◆ **TASK OBJECTIVE**
Count the lines in the records below that contain the word "machine", and reply with that number alone.

◆ **EXCERPTED DATA**
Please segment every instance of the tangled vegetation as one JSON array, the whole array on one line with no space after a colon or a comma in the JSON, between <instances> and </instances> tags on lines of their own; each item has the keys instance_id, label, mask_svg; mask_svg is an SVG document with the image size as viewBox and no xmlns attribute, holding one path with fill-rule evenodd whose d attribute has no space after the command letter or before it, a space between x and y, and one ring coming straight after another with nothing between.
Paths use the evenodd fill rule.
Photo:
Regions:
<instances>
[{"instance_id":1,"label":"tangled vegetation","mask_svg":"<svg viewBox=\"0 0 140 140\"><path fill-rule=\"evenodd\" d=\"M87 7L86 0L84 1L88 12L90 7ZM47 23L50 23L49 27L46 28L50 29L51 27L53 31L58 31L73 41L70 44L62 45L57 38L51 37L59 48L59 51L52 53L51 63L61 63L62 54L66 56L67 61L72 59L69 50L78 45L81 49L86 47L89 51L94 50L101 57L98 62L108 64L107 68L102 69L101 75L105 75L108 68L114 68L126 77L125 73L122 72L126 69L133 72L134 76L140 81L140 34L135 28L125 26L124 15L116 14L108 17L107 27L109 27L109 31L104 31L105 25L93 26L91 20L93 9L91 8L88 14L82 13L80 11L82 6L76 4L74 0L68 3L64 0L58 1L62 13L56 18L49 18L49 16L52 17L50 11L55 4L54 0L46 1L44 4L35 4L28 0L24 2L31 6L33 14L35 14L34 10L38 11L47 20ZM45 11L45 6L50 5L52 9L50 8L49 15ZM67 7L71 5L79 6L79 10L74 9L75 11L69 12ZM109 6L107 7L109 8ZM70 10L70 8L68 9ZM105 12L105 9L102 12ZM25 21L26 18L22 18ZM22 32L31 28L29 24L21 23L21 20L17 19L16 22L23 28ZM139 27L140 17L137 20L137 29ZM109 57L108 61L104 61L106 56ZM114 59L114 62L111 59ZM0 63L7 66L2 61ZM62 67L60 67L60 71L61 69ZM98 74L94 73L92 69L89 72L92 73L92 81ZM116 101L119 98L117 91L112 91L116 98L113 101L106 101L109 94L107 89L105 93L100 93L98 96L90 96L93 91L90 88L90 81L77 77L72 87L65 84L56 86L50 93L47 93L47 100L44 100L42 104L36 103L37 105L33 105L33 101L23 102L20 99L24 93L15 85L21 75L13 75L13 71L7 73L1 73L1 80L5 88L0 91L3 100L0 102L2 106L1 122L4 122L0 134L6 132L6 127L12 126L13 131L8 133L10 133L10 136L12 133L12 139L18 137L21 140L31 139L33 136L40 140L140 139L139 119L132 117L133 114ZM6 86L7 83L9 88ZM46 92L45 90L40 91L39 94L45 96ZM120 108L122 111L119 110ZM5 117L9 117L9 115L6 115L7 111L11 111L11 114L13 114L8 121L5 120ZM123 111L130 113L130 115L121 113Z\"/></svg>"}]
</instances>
--
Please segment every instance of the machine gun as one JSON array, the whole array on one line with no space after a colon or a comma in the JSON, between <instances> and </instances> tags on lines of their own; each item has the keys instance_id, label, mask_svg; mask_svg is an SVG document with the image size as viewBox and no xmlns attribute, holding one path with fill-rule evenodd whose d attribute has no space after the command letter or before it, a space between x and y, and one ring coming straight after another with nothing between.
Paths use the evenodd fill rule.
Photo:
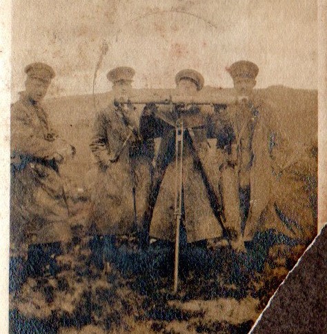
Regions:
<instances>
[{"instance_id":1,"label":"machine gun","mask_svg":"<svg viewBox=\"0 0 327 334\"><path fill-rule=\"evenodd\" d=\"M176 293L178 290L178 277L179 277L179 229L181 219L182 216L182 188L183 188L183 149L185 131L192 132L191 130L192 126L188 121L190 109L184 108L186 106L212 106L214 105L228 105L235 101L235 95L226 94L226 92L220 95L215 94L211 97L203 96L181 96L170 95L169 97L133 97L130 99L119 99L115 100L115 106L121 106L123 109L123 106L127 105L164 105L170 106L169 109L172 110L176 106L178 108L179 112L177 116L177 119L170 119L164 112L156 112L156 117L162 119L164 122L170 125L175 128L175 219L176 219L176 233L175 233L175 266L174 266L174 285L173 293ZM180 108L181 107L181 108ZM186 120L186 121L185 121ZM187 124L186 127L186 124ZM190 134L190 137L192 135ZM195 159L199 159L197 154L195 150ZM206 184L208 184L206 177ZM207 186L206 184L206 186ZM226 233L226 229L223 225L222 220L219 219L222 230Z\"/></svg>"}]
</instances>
* * *
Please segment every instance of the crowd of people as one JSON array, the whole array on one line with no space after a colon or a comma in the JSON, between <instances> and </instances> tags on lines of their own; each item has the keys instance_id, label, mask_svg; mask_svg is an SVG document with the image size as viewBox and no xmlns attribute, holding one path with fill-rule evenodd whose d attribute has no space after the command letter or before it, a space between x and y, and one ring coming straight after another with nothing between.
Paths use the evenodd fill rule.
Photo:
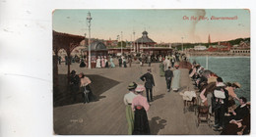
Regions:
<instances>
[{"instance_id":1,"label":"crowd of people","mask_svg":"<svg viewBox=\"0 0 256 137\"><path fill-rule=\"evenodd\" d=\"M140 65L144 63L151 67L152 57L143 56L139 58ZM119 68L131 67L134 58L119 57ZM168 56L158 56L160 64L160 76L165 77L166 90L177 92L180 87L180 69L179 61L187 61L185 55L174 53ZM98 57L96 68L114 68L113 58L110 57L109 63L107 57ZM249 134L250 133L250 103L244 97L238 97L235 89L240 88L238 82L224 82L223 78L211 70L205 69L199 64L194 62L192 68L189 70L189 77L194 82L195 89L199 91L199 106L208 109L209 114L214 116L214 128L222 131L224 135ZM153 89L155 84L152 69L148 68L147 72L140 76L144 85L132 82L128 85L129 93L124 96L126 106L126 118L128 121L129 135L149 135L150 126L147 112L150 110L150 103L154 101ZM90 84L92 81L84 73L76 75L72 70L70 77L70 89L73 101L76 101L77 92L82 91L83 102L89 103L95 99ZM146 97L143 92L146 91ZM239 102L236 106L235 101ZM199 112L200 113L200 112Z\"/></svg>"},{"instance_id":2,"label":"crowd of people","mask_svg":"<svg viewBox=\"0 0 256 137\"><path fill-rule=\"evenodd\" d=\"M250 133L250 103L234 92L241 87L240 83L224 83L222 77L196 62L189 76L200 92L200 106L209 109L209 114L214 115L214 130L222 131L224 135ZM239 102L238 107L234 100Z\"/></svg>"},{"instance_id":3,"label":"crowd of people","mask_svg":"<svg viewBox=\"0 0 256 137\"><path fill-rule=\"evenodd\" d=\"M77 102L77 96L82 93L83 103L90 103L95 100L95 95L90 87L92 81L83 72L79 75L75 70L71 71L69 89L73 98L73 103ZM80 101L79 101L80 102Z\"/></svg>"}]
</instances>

◆ **ANSWER TO THE TASK**
2